Van Buren returned to the telephone room, and at approximately 12:49 a.m., he made a long-distance phone call to his father in Willmar, Minnesota. Officer Thelen overheard Van Buren talking in a social manner and went into the telephone room to tell him that “if he was not speaking to an attorney, he needed to hang up the phone.” Van Buren hung up, and Officer Thelen then told him that he had to decide whether to submit to testing. Van Buren did not tell Officer Thelen whom he was talking to, nor did he tell her that he was done using the telephone. Instead, Van Buren agreed to take the test and did not make any additional phone calls.
At the implied-consent hearing, Officer Thelen testified that Van Buren was allowed 23 minutes to use the telephone. Van Buren testified that he called his father to get the phone number of an attorney, but he admitted that he did not tell Officer Thelen why he was calling his father. The district court concluded that Van Buren’s right to counsel was vindicated and sustained the commissioner’s order of revocation.
Van Buren argues that his right to counsel was not vindicated because (1) he had only 23 minutes to contact and attorney; and (2) his phone call to his father to obtain the name and phone number of an attorney was interrupted before he could obtain such information.
The determination of whether a driver’s right to counsel was vindicated is a mixed question of law and fact. Kuhn v. Comm’r of Pub. Safety, 488 N.W.2d 838, 840 (Minn. App. 1992), review denied (Minn. Oct. 20, 1992). Once the facts are established, this court makes a legal determination as to whether the defendant “was accorded a reasonable opportunity to consult with counsel based on the given facts.” Id.
Drivers have a right to counsel prior to deciding if they wish to submit to alcohol testing under the implied consent law. Friedman v. Comm’r of Pub. Safety, 473 N.W.2d 828, 835 (Minn. 1991). The right to counsel is a limited right because of the evanescent nature of the evidence in DWI cases. Kuhn, 488 N.W.2d at 840. A police officer must inform the driver of the right to counsel and must also assist in vindicating the right. Gergen v. Comm’r of Pub. Safety, 548 N.W.2d 307, 309 (Minn. App. 1996), review denied (Minn. Aug. 6, 1996).
Whether a driver’s right to counsel is vindicated depends on the totality of the circumstances. Parsons v. Comm’r of Pub. Safety, 488 N.W.2d 500, 502 (Minn. App. 1992).
The right to counsel will be considered vindicated if the person is provided with a telephone prior to testing and given a reasonable time to contact and talk with counsel.
Kuhn, 488 N.W.2d at 840. There is no definitive amount of time that constitutes a reasonable amount of time. Id. at 842. A relevant inquiry into a reasonable amount of time focuses “both on the police officer’s duties in vindicating the right to counsel and the defendant’s diligent exercise of the right.” Id. In determining whether a driver has been given a reasonable amount of time, this court considers several factors, including the time of day, the length of time the driver has been under arrest, and whether the driver made a good faith and sincere effort to contact counsel. Id. For a defendant’s right to counsel to be vindicated, “as a threshold matter the driver must make a good faith and sincere effort to reach an attorney.” Id. Whether a defendant made a good faith effort to contact an attorney is a fact-specific inquiry, and on review, this court determines whether the district court’s finding is clearly erroneous. Gergen, 548 N.W.2d at 309.

**WRITTEN EXERCISE A**
Return, unchanged, the lines of the entries below, starting at the line with "Round 1: Spot the rear" and ending at the line with "429, 265, 458, 282", including both of those lines.

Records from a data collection
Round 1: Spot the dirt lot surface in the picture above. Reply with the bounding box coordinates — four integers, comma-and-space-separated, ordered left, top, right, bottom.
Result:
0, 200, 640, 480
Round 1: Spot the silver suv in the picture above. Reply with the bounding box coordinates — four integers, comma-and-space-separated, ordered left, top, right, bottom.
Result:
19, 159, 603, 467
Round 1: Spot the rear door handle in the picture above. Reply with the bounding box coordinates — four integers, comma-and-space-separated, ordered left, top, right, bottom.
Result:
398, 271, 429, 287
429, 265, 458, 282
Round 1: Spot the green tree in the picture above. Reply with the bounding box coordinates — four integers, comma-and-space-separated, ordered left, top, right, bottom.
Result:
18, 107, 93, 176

**WRITTEN EXERCISE B**
Carry the court opinion on the driver's right to counsel forward, picking up right after its final sentence.

**EXPECTED OUTPUT A**
Round 1: Spot the rear door handle in the picture above. Reply with the bounding box coordinates — four integers, comma-and-space-separated, ordered left, top, right, bottom.
Result:
398, 271, 429, 287
429, 265, 458, 282

**EXPECTED OUTPUT B**
Here, Van Buren does not challenge the district court’s findings of fact, but rather, Van Buren argues that he was not given a reasonable amount of time to contact and consult with an attorney. Van Buren was given phonebooks and access to a telephone for 23 minutes, and after leaving a message for one attorney, he returned the phonebooks to Officer Thelen. Van Buren was then given the opportunity to make another phone call, and he chose to call his father. Once Officer Thelen realized that Van Buren was not talking to an attorney, she told him to terminate the phone call. Van Buren did not tell the officer that he was calling his father to obtain the name and phone number of an attorney. In light of these facts, it is clear that Van Buren was given a reasonable opportunity to contact an attorney.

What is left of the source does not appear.